[Opdrachten]
1 - Vertaal deze zin uit het tekstfragment in het Engels: "Binnen de PvdA woedt een stille strijd tussen fundamentalisten en realisten."
2 - Van welke stichting is Monika Sie Dhian Ho volgens het tekstfragment?

Binnen de PvdA woedt een stille strijd tussen fundamentalisten en realisten. Onder de laatsten kunnen Eberhard van der Laan, Paul Scheffer, René Cuperus, Jonge Socialisten als Mohammed Mohandis, Arne Mosselman, Jelle Menges, Sharon Dijksma en de zogenaamde liefdevollen als Eddy Terstall en Marcel Duyvestijn worden verstaan. Evenals Monika Sie Dhian Ho van de Wiardi Beckman Stichting. Maar ook Wouter Bos, die niet zo’n beetje door zijn eigen partij werd tegengewerkt volgens Terstall.

[Inhoud gegevensset]

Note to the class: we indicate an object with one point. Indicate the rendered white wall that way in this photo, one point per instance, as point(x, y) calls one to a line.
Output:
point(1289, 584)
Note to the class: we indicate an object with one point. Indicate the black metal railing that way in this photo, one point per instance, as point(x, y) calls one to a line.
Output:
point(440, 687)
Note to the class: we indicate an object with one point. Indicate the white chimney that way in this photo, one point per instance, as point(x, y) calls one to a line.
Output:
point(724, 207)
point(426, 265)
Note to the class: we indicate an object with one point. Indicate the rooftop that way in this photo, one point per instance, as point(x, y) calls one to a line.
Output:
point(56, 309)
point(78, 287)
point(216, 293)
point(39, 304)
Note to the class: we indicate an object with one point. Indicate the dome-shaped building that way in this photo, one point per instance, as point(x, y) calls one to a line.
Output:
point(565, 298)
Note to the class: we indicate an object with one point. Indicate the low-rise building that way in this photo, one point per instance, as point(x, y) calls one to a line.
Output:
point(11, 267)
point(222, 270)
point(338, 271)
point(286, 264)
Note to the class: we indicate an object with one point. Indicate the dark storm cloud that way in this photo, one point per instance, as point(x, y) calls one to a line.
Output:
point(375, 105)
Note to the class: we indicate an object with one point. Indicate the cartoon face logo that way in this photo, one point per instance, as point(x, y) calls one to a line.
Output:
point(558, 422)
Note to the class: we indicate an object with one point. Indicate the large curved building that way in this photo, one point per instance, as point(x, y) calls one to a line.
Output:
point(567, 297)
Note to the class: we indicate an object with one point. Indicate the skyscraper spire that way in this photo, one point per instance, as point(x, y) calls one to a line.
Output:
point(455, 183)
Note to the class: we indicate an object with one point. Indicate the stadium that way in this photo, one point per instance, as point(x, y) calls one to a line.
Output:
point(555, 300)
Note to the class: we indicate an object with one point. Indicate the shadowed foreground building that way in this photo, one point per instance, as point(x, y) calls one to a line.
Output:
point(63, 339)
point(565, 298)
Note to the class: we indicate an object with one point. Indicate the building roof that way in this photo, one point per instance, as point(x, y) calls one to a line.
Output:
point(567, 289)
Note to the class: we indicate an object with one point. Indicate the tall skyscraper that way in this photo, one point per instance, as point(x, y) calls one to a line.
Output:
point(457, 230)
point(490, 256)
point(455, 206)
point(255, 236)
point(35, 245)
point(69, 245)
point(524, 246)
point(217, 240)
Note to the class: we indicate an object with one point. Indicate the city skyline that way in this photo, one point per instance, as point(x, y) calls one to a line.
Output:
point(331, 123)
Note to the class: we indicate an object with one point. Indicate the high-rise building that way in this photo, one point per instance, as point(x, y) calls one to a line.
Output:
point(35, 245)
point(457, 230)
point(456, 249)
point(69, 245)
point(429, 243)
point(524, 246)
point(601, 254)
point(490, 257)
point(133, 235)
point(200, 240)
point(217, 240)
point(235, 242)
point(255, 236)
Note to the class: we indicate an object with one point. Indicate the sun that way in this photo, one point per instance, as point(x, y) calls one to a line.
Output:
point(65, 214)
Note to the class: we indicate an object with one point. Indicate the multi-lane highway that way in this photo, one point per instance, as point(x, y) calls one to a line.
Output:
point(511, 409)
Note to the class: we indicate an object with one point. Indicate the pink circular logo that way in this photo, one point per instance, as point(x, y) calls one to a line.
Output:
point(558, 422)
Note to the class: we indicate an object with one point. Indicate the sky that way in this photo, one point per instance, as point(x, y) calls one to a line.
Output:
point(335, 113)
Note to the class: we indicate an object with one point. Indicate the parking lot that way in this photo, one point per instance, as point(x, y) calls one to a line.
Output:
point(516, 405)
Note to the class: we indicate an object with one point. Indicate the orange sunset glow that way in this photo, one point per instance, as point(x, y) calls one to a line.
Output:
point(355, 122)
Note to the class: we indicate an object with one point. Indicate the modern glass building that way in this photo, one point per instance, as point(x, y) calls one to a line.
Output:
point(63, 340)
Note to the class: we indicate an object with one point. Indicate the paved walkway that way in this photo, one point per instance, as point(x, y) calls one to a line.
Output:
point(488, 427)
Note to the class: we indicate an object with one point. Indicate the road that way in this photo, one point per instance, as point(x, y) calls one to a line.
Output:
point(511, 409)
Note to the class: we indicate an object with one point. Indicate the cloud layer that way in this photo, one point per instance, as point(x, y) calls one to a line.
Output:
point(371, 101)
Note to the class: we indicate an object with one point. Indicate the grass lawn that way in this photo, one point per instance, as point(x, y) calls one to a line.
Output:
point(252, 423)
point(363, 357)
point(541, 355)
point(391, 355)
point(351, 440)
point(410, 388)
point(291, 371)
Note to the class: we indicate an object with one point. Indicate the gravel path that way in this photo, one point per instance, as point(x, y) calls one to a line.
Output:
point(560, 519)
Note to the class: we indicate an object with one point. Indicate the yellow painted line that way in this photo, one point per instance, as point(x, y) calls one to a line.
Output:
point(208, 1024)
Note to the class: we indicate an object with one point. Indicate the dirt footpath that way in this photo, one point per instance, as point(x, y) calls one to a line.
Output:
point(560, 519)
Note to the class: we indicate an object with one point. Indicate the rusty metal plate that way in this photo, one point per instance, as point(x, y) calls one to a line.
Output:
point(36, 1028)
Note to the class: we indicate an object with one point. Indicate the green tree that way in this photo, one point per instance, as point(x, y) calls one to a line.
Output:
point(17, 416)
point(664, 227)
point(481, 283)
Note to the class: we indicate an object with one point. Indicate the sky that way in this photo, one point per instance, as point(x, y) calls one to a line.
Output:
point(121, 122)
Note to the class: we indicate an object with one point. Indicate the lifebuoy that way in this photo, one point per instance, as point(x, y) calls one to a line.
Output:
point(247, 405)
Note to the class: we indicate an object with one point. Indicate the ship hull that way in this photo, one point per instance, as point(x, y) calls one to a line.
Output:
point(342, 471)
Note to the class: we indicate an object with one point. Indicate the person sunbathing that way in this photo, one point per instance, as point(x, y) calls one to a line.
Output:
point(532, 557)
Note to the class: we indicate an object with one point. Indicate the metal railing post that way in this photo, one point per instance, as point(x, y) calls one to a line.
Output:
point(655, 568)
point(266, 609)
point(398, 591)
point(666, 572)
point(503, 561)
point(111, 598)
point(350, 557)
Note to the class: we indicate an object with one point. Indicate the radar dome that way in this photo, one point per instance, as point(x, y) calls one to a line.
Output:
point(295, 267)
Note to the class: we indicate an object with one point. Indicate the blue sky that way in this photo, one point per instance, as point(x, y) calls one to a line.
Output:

[Juiste antwoorden]
1 - Within the PvdA, a quiet struggle is raging between fundamentalists and realists.

2 - Van de Wiardi Beckman Stichting.